▸ **THE REQUEST**: List every line of the rows below that contains the word "dark", copying each such line in full.

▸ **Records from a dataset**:
start

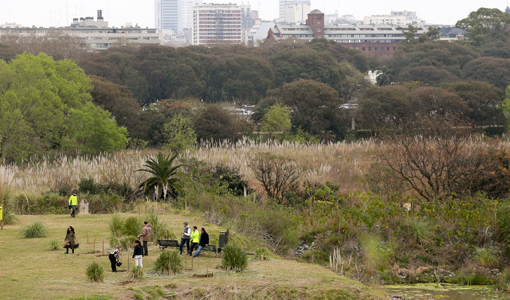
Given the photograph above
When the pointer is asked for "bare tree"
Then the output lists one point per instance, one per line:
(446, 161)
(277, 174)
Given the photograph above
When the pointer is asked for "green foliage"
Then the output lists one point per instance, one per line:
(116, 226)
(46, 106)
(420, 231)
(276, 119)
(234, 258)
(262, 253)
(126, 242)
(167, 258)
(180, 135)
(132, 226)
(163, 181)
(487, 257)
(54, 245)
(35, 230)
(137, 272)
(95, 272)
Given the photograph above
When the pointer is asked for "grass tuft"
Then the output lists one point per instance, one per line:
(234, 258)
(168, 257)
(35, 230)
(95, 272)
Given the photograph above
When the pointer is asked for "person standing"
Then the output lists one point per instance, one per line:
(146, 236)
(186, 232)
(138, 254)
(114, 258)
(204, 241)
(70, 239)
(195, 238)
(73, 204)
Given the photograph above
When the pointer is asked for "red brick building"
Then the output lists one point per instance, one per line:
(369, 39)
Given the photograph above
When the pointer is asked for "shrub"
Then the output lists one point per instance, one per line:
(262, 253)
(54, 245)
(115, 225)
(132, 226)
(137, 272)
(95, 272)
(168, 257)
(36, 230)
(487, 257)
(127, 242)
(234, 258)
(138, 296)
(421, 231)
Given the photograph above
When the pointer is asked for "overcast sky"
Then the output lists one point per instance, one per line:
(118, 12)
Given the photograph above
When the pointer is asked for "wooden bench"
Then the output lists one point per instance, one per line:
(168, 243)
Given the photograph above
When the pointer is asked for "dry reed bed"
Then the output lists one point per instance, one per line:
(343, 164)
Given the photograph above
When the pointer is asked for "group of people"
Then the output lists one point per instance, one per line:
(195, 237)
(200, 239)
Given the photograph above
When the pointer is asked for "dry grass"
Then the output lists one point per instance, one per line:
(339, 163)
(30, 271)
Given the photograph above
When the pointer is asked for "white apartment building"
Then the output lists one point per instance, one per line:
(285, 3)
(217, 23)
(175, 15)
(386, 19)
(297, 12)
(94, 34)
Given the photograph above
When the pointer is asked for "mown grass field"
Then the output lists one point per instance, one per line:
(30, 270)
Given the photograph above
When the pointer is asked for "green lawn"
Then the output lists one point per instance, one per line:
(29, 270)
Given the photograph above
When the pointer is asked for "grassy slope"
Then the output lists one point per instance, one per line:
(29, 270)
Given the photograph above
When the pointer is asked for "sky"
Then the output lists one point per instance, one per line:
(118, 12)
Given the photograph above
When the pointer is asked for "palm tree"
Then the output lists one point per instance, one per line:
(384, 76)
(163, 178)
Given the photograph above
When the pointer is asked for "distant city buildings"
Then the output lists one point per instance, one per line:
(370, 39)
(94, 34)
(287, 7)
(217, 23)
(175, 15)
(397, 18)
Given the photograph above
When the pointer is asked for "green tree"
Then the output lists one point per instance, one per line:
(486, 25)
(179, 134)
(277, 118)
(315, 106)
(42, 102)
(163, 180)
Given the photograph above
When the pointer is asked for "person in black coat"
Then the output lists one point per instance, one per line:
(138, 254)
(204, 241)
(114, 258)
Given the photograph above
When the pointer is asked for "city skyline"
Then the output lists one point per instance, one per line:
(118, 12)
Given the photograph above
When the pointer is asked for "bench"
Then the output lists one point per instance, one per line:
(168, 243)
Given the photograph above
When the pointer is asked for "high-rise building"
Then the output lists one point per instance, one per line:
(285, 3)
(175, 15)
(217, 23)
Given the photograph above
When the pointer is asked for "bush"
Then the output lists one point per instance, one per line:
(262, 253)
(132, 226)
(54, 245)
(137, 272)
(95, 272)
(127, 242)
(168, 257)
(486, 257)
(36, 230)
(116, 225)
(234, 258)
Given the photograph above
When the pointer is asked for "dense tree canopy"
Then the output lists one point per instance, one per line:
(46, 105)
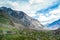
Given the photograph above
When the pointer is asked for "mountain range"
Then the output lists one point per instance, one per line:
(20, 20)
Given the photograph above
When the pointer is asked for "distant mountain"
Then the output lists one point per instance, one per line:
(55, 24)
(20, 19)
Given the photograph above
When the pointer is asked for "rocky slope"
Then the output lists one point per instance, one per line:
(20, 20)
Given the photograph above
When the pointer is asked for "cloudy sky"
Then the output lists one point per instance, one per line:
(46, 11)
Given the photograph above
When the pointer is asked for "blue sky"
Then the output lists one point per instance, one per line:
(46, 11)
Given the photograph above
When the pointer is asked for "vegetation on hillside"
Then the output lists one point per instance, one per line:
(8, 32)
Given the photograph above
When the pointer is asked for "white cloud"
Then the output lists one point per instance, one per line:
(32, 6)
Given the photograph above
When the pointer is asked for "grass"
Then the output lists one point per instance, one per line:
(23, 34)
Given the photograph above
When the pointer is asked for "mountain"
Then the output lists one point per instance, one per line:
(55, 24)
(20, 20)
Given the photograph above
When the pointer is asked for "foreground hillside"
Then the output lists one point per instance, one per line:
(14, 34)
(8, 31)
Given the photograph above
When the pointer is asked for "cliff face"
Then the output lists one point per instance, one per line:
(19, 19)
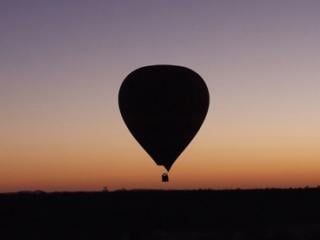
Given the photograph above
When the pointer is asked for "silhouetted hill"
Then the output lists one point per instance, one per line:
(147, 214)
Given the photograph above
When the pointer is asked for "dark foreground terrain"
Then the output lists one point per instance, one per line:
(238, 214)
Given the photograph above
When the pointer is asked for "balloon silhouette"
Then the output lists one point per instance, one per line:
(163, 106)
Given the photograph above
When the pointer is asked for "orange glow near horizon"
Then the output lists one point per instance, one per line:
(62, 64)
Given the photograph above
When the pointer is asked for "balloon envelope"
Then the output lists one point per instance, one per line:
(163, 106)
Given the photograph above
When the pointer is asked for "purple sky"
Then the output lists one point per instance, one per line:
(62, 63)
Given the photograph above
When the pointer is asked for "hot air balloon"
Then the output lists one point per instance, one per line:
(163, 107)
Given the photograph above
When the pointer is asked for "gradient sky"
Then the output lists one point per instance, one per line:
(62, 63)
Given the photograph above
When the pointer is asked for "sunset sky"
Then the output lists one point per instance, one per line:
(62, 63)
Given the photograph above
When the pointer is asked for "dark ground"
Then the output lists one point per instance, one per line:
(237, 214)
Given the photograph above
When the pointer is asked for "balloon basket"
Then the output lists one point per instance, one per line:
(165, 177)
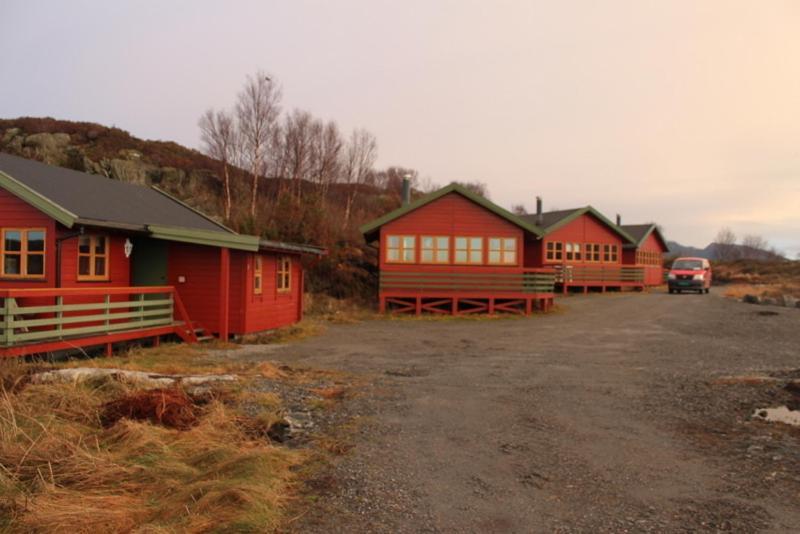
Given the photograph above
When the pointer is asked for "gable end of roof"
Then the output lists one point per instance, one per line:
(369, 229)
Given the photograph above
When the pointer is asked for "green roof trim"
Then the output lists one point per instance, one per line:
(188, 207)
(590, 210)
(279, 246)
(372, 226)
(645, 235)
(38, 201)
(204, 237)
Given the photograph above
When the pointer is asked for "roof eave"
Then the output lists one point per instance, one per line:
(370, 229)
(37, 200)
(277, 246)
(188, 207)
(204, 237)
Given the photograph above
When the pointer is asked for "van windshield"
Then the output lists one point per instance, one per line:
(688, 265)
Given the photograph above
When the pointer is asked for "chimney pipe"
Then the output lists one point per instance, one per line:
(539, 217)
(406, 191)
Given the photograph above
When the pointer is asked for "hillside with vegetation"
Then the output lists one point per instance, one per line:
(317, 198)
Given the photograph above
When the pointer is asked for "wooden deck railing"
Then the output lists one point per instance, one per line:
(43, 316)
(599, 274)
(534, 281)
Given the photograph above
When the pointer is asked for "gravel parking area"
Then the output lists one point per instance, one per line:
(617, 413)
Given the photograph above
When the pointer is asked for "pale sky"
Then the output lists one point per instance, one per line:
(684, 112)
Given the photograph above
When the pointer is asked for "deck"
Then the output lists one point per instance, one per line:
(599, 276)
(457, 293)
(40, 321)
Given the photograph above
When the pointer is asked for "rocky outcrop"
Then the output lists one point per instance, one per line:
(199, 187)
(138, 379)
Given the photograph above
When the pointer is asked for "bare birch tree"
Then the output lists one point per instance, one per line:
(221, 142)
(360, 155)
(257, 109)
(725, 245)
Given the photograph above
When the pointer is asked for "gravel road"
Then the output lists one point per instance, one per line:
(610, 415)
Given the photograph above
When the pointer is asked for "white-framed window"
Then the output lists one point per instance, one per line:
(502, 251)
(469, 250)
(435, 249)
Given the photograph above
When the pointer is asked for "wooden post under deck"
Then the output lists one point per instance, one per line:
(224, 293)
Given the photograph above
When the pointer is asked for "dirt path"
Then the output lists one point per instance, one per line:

end

▸ **RIGHT ANSWER**:
When the pointer is asked for "dark foreground terrain"
When the pointer is asked for "dark ground"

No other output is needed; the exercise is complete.